Pick out every line of the records below that contains the string "terracotta", and copy each of those lines. Case counts.

------------------------------

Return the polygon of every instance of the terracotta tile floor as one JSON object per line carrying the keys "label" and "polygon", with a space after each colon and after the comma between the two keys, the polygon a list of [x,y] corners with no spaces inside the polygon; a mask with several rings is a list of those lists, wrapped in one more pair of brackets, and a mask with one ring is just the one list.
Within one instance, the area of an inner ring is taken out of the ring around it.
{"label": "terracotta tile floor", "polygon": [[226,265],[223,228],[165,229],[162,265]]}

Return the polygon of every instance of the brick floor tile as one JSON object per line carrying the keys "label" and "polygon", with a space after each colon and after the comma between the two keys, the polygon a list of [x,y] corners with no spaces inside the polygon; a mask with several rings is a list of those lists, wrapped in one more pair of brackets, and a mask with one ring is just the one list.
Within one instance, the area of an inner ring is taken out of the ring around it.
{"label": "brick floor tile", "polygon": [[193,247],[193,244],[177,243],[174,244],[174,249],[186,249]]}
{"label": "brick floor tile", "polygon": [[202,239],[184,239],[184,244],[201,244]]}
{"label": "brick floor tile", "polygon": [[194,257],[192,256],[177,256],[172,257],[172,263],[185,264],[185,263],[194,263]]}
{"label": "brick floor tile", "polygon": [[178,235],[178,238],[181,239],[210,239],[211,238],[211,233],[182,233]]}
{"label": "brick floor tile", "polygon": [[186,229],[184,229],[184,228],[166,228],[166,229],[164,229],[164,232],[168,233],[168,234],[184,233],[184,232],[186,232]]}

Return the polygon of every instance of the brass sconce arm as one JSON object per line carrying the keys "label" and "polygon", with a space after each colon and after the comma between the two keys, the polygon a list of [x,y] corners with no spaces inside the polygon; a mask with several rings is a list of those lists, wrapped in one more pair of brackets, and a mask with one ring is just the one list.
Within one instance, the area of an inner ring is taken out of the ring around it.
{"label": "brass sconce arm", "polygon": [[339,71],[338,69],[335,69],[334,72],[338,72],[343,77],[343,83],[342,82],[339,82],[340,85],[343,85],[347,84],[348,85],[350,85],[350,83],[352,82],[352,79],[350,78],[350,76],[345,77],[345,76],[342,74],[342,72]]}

------------------------------

→ Final result:
Return the polygon of every instance of the terracotta tile floor as one JSON object per line carrying the keys "label" and "polygon", with a space after each colon and after the comma between the two keys, the polygon a list of [x,y] corners with no spaces inside the polygon; a mask with several rings is a list of those lists, wrapped in one more pair of brackets, and a mask with one ring is just the one list.
{"label": "terracotta tile floor", "polygon": [[226,265],[223,228],[165,229],[162,265]]}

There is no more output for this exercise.